_Passage for review_.

>>>>

Skip to main content

Cops collect DNA evidence in Brooklyn Bridge flag caper

By Susan Candiotti, CNN
updated 6:01 PM EDT, Fri July 25, 2014
STORY HIGHLIGHTS
  • DNA collected from tin pans used to cover Brooklyn Bridge lights during flag switch
  • Nicknames, cell phones and license plates also being tracked to find the culprits
  • Mysterious white flags spotted atop the Brooklyn Bridge
  • NYPD Commissioner calls incident a "matter of concern"

(CNN) -- New York police have collected DNA evidence in the case of nighttime acrobats who replaced two American flags atop of the Brooklyn Bridge with two white flags, according to a law enforcement official with knowledge of the investigation Friday.

The swapped-out bleached flags were spotted by construction workers at 5:30 a.m. Tuesday.

The DNA was taken from tin pans used by the vandals to cover bridge lights, according to the official -- a clever move to elude detection while the flags were raised. The tin shields were held in place with zip ties.

So far there is no match in existing databases where DNA evidence of solved and unsolved crimes are kept, the official added.

Among other leads investigators are following are five nicknames who tipsters suggest might be associated with the incident. Investigators are trying to learn the real identities behind the nicknames or street names. It's too soon to know whether any of them were involved, the official said.

The motive is unclear: Was it a stunt, prank or something more sinister?

Officials have said they are looking at whoever had access or familiarity with the bridge, including maintenance workers or anyone who worked on the fireworks extravaganza over the East River on Independence Day. The event this year included pyrotechnics shooting from the bridge.

Cell phone calls are being tracked and about 18,000 license tags were checked from vehicles that crossed the bridge in the overnight hours, according to the official.

More than 120,000 vehicles, 4,000 pedestrians and 3,100 bicyclists cross the Brooklyn Bridge every day, according to the city Department of Transportation, which maintains the bridge.

<<<<

_Problem 1_.
In the article about the Brooklyn Bridge flags, at what time and on what day were the swapped-out flags spotted?
_Problem 2_.
Using the article about the Brooklyn Bridge flags, decide whether each statement agrees with it: (a) the tin shields over the bridge lights were fastened with zip ties; (b) the DNA has been matched to a record in an existing database; (c) tipsters suggested three nicknames.
_Problem 3_.
Rewrite the article about the Brooklyn Bridge flags between "The swapped-out bleached" and "something more sinister?", inclusive, substituting "cable ties" for "zip ties".

_Provided records_.
>>>>

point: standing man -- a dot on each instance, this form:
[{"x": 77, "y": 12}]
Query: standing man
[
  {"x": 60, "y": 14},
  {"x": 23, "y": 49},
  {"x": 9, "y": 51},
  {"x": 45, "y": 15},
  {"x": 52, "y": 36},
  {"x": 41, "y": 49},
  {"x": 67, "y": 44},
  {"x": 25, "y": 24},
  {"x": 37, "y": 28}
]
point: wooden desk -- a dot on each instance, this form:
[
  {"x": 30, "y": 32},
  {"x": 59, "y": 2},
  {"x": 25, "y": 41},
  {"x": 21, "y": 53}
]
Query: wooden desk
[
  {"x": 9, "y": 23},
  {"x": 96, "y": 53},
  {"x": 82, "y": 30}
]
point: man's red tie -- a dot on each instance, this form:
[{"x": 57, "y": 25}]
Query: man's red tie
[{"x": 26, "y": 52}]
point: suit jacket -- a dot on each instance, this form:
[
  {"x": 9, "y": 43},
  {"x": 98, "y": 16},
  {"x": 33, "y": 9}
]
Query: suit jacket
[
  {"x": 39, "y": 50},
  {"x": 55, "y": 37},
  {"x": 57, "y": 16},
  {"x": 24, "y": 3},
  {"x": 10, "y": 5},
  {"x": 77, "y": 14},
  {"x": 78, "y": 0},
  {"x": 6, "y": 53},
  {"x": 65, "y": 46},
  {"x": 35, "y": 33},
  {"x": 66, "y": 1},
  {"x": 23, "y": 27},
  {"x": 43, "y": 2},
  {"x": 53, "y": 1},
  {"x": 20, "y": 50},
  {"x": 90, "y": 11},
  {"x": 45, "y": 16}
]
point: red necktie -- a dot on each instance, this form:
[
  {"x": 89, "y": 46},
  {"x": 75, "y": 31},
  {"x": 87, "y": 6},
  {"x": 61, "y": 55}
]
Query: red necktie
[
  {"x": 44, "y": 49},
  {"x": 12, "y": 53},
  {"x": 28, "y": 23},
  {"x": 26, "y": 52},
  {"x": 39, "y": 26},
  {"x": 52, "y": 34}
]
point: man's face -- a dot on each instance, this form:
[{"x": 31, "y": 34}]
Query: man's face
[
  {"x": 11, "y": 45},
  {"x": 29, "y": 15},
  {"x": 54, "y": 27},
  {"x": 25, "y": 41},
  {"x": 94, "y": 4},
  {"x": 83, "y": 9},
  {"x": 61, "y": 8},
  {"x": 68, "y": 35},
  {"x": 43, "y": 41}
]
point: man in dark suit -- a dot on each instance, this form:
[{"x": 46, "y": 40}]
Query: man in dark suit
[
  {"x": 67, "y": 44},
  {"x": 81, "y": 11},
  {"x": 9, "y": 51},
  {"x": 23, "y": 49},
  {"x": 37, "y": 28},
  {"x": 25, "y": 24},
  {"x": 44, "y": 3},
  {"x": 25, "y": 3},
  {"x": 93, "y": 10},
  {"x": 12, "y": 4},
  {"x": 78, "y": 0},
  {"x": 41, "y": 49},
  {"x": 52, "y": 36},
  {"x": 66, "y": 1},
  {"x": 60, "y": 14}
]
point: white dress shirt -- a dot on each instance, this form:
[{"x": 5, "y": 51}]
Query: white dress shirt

<<<<

_Expected output 1_.
At 5:30 a.m. Tuesday.

_Expected output 2_.
(a) Yes: "The tin shields were held in place with zip ties."
(b) No: "So far there is no match in existing databases where DNA evidence of solved and unsolved crimes are kept"
(c) No: "five nicknames who tipsters suggest might be associated with the incident"

_Expected output 3_.
The swapped-out bleached flags were spotted by construction workers at 5:30 a.m. Tuesday.

The DNA was taken from tin pans used by the vandals to cover bridge lights, according to the official -- a clever move to elude detection while the flags were raised. The tin shields were held in place with cable ties.

So far there is no match in existing databases where DNA evidence of solved and unsolved crimes are kept, the official added.

Among other leads investigators are following are five nicknames who tipsters suggest might be associated with the incident. Investigators are trying to learn the real identities behind the nicknames or street names. It's too soon to know whether any of them were involved, the official said.

The motive is unclear: Was it a stunt, prank or something more sinister?